Texte intégral
La lettre de J.-M. Le Pen : 1er juin 1994
12 juin : deuxième étape
Et après ?
Les élections européennes marquent, après les cantonales de mars, la deuxième étape qui doit conduire le Mouvement national jusqu'aux présidentielles et aux municipales du printemps 1995.
Le travail de « ratissage du terrain » effectué depuis plusieurs mois par Jean-Marie Le Pen, les responsables et les militants du Front à travers tous les départements de métropole et d'outre-mer va porter ses fruits.
L'effort de persuasion accompli par le FN en direction de professions menacées directement par l'Europe de Maastricht, mais aussi la dénonciation méthodique de la corruption politicienne et de l'inversion systématique des valeurs dans notre société, va sans doute nous ouvrir des cœurs. Les idées portées par l'alternative nationale et ses « 300 mesures » avancent dans le pays tandis que nos compatriotes doivent progressivement se rendre à l'évidence : il n'y a pas 36 façons de conduire le gouvernement de la France ; M. Balladur pratiquant sensiblement la même politique que M. Bérégovoy et M. Baudis étant sensiblement d'accord avec M. Rocard, il faut donc chercher ailleurs des raisons d'espérer une véritable volonté de changement, c'est-à-dire de rupture avec les politiques menées de façon funeste depuis 20 ans.
L'outsider
Cet « ailleurs », cette capacité de rompre avec des erreurs érigées en système de gouvernement, c'est au Front National qu'on peut les trouver. Voilà pourquoi désormais le Front est incontestablement devenu la 3e force politique française, voilà pourquoi, plus que jamais, Jean-Marie Le Pen fera figure d'outsider possible pour le deuxième tour de l'élection présidentielle d'avril prochain.

Liste des tâches ->
1. Répondez aux points suivants d'après la lettre sur les élections européennes :
(a) Quelles élections ont constitué l'étape précédant les européennes ?
(b) Combien de mesures l'alternative nationale met-elle en avant ?
(c) Quelle place le Front occupe-t-il désormais parmi les forces politiques françaises ?
2. Recopiez le passage de la lettre sur les élections européennes allant de « Texte intégral » jusqu'à « du printemps 1995. » inclus.
3. Rédigez la suite de la lettre sur les élections européennes à partir de l'endroit où elle s'arrête.

Données sources ->
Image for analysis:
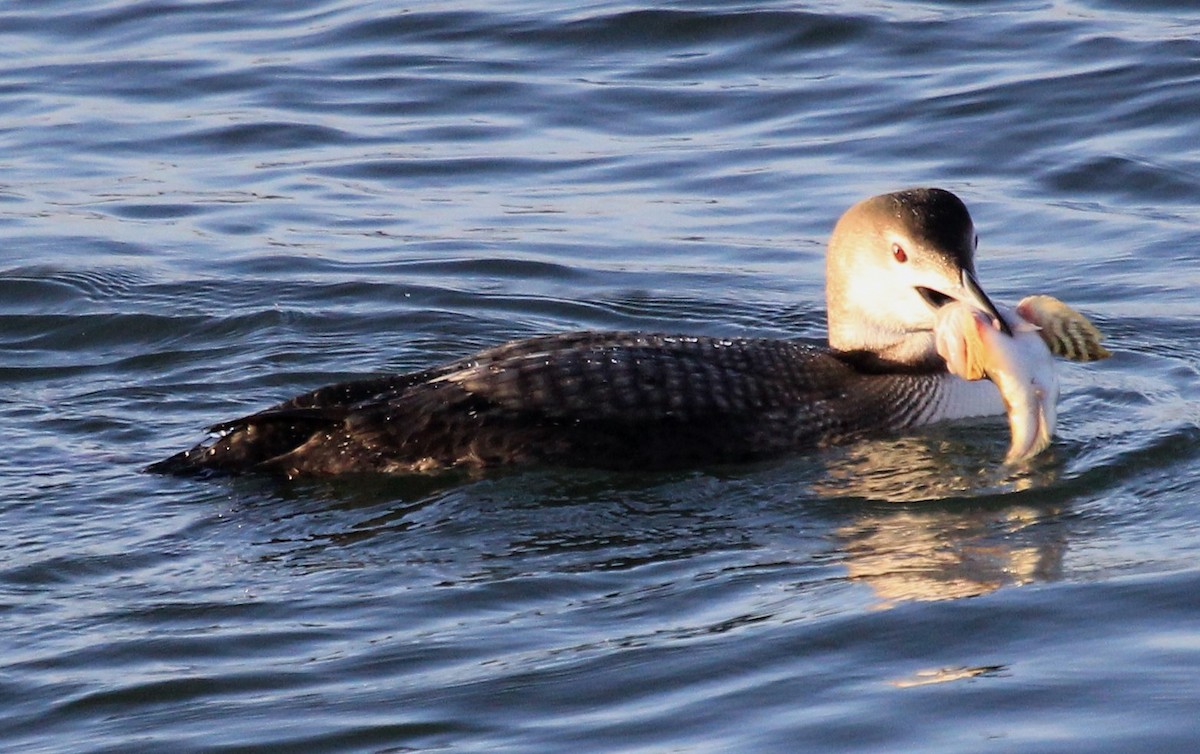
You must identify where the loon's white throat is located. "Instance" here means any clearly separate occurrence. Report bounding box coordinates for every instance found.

Les réponses ->
1.
(a) Les cantonales de mars.
(b) 300 mesures.
(c) La 3e place : il est devenu la 3e force politique française.

2.
Texte intégral
La lettre de J.-M. Le Pen : 1er juin 1994
12 juin : deuxième étape
Et après ?
Les élections européennes marquent, après les cantonales de mars, la deuxième étape qui doit conduire le Mouvement national jusqu'aux présidentielles et aux municipales du printemps 1995.

3.
On le voit, le 12 juin n'est qu'une étape vers des échéances plus décisives encore et qui devront, je crois, être marquées par le retour, dans le discours politique et dans l'esprit des Français, de valeurs fortes jusqu'ici laissées au rebut par la classe politicienne et qui ont pour noms : fierté d'être ce que nous sommes, ambition pour notre peuple et notre nation, fraternité d'armes et enfin courage dans le combat à mener.
Fierté retrouvée
Si l'on veut bien s'y arrêter un instant, on s'apercevra d'abord que ces valeurs ont été trop souvent évacuées du discours politique et que leur absence a accéléré notre décadence morale et politique, mais qu'ensuite le retour de ces justes sentiments dans la conscience collective est la condition préalable à toute conquête de l'opinion et, partant, à toute conquête du pouvoir.
C'est une question d'état d'esprit. La volonté marquée par les italiens de rompre avec une ère de médiocrité, de calculs politiciens et de magouilles financières afin de cesser d'avoir à rougir d'eux-mêmes, afin aussi de renouer avec les moments de grandeur et de fierté de leur nation, les a conduit, tout naturellement, à se tourner vers la coalition porteuse d'une alternative nationale. MM. Fini, Bossi et Berlusconi ont promis de l'effort et de la sueur, mais ils ont aussi fait entrevoir des lendemains exaltants pour une nation réconciliée avec elle-même, sûre de ce qu'elle incarne aux yeux du monde.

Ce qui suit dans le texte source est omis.